** Start of Records **
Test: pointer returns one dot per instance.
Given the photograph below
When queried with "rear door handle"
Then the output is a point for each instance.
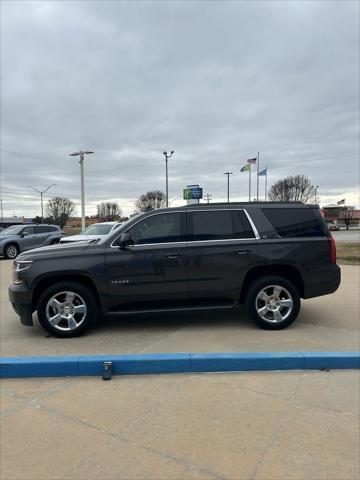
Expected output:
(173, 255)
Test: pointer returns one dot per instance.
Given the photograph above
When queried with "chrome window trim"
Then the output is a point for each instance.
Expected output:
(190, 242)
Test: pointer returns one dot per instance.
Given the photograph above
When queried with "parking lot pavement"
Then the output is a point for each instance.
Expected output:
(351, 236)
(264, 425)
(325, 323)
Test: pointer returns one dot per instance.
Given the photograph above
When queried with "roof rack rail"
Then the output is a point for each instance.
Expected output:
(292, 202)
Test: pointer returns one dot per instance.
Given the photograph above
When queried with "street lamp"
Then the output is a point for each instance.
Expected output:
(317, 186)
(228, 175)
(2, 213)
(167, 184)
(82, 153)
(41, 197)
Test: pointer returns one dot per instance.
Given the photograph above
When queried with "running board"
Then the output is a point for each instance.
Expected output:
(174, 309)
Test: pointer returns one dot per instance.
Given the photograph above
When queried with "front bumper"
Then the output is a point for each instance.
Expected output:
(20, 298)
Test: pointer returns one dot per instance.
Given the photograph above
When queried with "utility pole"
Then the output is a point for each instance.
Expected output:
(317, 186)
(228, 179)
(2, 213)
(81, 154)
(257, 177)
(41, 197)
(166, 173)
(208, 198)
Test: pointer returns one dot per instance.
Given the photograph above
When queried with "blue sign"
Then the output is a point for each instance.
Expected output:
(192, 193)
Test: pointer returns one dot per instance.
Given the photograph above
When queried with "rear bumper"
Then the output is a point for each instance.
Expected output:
** End of Records **
• [Problem requirements] Repeat the listing verbatim. Skip the pictures.

• [Result of this task]
Test: pointer returns one dot per instance.
Given the photograph below
When queried with "rear door handle"
Then the output is a point for each instance.
Expected output:
(173, 255)
Test: pointer returns one dot per instance.
Given the photograph above
When queried with "chrome window trim"
Then the output is a point for each instance.
Expected output:
(190, 242)
Test: pointer returns one dot per instance.
Given the photograph above
When queried with "parking lot pavement"
Then the output is a point for each instance.
Expected output:
(351, 236)
(264, 425)
(325, 323)
Test: pointer returns one dot per instance.
Given the photograph above
When queried with "roof rack rail"
Then the output is a point for each instance.
Expected output:
(292, 202)
Test: pointer returns one dot per instance.
Given the photograph above
When queried with "street lamp"
Then the output is a point for each instance.
Expected output:
(317, 186)
(228, 175)
(2, 213)
(167, 184)
(82, 153)
(41, 197)
Test: pointer returns one dot per instance.
Given the photograph above
When queried with "running board"
Then the output is a point for each instance.
Expected output:
(174, 309)
Test: pointer returns one dot per instance.
Given the photograph above
When queried with "front bumper"
Then the output is a point for each instance.
Expected output:
(20, 298)
Test: pointer returns one dot per instance.
Given the photograph above
When queried with "utility pole"
Then the output is a point for each instance.
Expected output:
(317, 186)
(228, 179)
(2, 213)
(81, 154)
(257, 177)
(41, 197)
(166, 173)
(208, 198)
Test: pointer returns one dot per instance.
Given the photograph above
When queried with "blue sign"
Then the output is a point for each instance.
Expected output:
(192, 193)
Test: pointer returns one dot per instance.
Given the photograph above
When queried with "rear bumper"
Then the output is a point for each instance.
Expected output:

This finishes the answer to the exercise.